## What you will do
Reproduce each line of the entries that carries "water".

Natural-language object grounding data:

# # # # # # #

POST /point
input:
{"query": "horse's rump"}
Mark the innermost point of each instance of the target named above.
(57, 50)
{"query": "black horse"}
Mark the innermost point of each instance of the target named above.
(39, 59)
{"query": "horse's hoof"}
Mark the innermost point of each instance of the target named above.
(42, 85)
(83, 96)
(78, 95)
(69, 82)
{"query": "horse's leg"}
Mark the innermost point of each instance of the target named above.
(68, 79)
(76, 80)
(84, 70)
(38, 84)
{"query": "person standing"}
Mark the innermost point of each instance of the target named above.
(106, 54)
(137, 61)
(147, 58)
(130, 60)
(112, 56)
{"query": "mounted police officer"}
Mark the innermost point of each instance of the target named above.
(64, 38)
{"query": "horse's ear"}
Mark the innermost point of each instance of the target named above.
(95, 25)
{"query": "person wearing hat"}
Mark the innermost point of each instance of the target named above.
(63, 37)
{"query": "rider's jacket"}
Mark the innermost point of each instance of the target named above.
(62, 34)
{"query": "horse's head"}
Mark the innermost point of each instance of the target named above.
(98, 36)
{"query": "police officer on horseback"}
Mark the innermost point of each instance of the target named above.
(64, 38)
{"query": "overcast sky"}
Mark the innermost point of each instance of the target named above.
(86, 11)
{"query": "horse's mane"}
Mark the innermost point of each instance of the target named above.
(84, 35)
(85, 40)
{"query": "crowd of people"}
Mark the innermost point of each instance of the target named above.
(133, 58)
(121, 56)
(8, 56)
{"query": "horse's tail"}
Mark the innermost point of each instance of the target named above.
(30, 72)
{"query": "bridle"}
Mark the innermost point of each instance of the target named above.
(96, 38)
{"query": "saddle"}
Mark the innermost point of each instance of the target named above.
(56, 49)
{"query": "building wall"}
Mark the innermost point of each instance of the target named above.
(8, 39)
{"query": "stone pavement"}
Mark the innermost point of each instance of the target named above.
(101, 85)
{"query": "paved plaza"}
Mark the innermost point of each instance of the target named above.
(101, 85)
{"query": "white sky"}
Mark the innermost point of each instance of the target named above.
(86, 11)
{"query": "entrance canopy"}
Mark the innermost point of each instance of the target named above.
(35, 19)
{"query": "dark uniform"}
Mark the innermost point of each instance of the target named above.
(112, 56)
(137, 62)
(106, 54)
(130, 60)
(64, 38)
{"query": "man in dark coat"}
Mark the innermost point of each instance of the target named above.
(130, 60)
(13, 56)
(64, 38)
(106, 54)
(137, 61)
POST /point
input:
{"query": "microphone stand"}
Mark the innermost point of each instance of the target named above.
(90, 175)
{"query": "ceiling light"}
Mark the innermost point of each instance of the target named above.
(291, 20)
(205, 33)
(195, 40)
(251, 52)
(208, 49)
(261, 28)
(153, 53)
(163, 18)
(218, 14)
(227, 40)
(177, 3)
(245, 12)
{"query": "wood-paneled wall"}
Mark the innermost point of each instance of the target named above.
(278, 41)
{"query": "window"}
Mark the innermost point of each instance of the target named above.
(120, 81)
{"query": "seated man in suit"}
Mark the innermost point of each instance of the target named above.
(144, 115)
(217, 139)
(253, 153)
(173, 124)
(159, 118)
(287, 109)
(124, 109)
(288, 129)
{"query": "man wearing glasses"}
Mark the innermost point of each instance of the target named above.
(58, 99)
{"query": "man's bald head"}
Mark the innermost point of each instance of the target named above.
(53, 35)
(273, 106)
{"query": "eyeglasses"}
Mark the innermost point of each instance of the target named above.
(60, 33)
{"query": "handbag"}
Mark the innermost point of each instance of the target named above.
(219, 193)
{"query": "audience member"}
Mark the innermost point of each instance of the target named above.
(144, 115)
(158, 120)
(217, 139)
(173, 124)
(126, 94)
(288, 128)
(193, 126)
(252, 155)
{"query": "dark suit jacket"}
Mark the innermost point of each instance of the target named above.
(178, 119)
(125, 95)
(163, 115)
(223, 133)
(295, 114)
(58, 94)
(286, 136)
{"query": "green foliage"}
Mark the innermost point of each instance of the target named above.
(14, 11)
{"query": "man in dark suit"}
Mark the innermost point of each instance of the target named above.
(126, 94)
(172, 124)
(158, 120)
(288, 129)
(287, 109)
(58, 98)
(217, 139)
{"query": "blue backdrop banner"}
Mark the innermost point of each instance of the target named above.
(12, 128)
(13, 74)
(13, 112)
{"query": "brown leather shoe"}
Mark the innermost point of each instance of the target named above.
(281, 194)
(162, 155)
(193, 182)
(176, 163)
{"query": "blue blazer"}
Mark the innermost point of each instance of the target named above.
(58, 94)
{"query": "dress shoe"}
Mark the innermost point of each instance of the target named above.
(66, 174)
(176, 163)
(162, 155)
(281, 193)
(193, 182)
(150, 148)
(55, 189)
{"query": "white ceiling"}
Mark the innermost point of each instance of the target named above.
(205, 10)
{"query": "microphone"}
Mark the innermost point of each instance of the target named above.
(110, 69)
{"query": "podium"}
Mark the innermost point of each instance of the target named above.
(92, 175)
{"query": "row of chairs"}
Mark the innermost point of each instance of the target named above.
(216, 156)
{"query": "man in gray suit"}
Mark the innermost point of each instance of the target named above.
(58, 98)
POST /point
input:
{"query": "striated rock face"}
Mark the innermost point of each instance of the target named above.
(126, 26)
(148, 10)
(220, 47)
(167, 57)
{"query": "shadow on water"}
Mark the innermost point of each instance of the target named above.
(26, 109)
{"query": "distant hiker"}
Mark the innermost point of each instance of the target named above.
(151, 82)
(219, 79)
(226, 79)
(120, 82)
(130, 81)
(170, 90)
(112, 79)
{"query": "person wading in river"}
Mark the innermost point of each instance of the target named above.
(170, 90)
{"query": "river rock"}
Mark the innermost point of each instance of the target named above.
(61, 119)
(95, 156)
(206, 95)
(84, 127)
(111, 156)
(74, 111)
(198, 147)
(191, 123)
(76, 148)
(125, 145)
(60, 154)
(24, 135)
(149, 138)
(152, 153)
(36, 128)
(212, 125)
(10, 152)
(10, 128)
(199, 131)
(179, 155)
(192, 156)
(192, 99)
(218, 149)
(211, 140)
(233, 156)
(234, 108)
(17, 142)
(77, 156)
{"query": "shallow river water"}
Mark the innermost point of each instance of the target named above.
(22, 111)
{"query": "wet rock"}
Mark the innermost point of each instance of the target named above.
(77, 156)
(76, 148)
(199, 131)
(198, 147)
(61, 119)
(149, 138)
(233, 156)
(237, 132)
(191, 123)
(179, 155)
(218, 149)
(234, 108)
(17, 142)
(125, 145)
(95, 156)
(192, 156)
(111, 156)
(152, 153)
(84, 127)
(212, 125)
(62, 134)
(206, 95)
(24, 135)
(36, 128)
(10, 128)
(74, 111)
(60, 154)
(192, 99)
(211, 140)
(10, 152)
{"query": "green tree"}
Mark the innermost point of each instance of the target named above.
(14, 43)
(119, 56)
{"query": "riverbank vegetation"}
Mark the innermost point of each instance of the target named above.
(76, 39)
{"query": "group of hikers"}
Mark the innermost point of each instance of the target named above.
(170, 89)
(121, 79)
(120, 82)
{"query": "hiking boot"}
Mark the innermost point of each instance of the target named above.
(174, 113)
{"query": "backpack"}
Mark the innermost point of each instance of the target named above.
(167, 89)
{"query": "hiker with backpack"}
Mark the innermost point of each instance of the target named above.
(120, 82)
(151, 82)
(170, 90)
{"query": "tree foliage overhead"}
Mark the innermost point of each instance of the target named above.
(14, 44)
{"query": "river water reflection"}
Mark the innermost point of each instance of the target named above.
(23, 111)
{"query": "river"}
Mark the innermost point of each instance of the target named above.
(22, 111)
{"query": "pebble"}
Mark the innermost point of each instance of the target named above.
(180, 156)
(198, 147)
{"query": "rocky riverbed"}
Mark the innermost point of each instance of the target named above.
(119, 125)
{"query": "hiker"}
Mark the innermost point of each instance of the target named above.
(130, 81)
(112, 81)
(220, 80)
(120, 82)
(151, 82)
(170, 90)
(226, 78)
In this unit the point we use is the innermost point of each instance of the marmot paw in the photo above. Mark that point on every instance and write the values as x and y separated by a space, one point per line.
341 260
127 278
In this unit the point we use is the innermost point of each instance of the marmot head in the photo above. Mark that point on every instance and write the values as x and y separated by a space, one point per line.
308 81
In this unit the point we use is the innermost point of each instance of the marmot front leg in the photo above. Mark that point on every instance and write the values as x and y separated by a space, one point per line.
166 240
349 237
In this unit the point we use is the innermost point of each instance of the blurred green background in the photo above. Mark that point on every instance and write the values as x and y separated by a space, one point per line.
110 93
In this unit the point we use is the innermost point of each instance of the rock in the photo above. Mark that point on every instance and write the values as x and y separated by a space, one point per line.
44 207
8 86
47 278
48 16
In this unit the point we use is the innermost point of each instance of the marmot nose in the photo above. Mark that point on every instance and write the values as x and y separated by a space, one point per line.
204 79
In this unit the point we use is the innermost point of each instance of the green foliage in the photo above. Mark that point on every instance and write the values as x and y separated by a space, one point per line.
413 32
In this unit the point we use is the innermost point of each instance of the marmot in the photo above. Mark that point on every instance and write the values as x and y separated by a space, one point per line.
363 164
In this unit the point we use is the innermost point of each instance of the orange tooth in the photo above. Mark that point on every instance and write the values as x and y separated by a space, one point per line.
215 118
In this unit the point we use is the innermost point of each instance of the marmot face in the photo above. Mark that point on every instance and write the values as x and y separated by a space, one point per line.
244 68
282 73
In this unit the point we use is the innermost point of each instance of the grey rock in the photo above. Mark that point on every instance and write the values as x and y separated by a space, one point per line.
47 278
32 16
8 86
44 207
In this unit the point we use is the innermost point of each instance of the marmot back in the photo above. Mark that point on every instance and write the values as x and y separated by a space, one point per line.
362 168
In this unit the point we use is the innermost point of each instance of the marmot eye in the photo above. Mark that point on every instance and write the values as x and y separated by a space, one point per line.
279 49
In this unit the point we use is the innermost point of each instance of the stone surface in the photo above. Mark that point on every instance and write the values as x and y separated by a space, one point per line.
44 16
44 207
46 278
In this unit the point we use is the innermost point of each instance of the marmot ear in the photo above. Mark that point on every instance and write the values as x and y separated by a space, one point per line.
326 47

# # # # # # #

## Exercise output
{"query": "shadow on water"}
{"query": "shallow river water"}
{"query": "river water reflection"}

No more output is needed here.